#### [Work instruction]
Output only the lines of the entries that follow, starting at the one with "We already know the gray" and running down to the one with "We already know the ceiling fan light", both included and unchanged.

#### [Excerpted data]
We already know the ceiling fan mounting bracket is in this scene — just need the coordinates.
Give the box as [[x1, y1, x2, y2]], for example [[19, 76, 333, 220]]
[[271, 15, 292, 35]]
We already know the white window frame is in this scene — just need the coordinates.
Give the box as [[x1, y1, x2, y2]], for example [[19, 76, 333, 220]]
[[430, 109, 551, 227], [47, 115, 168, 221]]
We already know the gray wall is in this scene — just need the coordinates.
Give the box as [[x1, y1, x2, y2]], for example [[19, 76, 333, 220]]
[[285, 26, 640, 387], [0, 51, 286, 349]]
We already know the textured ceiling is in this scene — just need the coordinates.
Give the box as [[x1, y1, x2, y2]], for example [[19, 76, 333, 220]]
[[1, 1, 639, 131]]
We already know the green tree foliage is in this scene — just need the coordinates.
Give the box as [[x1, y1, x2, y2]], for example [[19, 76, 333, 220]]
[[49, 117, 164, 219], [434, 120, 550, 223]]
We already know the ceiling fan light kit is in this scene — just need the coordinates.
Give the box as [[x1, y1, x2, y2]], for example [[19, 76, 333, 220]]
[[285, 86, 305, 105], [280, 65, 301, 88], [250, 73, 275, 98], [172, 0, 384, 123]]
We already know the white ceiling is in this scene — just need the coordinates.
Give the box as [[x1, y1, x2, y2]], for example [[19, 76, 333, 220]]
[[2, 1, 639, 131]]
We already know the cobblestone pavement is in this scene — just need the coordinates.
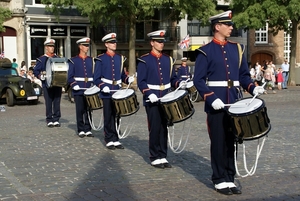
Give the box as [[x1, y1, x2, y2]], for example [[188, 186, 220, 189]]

#### [Result for this task]
We already know the gray wall is in this scene — just need the coordinates.
Give the box as [[x1, y1, x2, y2]], for example [[19, 76, 333, 220]]
[[285, 26, 640, 387], [0, 51, 286, 349]]
We already know the textured ceiling is in this scene — just need the coordinates.
Give the box as [[x1, y1, x2, y2]], for example [[19, 76, 333, 220]]
[[1, 1, 639, 131]]
We already know the green tree foliage is in this scene — just need the coordinates.
Give the box as [[x1, y1, x2, y2]], for example [[19, 76, 333, 220]]
[[49, 117, 164, 219], [434, 120, 550, 223]]
We already know the ceiling fan light kit is in this scene — just need the coordinates.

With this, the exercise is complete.